§ Text block
────────────────────
Secret military tribunals have been set up to try immigrants and other foreigners for terrorism, with the death penalty a distinct possibility. Even U.S. citizens who are allowed access to a lawyer may have their conversations monitored if the attorney general "suspects" that terrorist activity is involved.

The Total Information Awareness database, organized as part of the Bush era's Department of Homeland Security, was an ominous step towards a police state. Masterminded by Admiral John Poindexter—criminally convicted in 1990 for lying to Congress, destroying official documents, and obstruction of justice—this database would have collected every bit of information that existed on every citizen in this country. A massive public outcry stopped this program before it was put into place. But since then, the government's surveillance programs have multiplied dramatically, especially under Obama who signed an extension of the PATRIOT Act without any reforms at all. Currently, the Justice Department is trying to get a federal appeals court to overturn a ruling against planting GPS devices without a warrant.
────────────────────
§ Dataset section
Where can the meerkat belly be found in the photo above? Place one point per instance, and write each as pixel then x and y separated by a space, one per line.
────────────────────
§ Exercise details
Condense the paragraph of the surveillance text that begins "The Total Information Awareness database" into a bulleted list, keeping its main facts. The listing has nothing to do with the surveillance text.

§ Full response
- The Total Information Awareness database was organized under the Bush-era Department of Homeland Security and is called an ominous step toward a police state.
- Admiral John Poindexter masterminded it. He was convicted in 1990 of lying to Congress, destroying official documents, and obstruction of justice.
- The database would have collected all existing information on every citizen.
- A massive public outcry stopped it before it was put into place.
- Government surveillance programs have since multiplied dramatically, especially under Obama, who signed an extension of the PATRIOT Act without any reforms.
- The Justice Department is trying to get a federal appeals court to overturn a ruling against planting GPS devices without a warrant.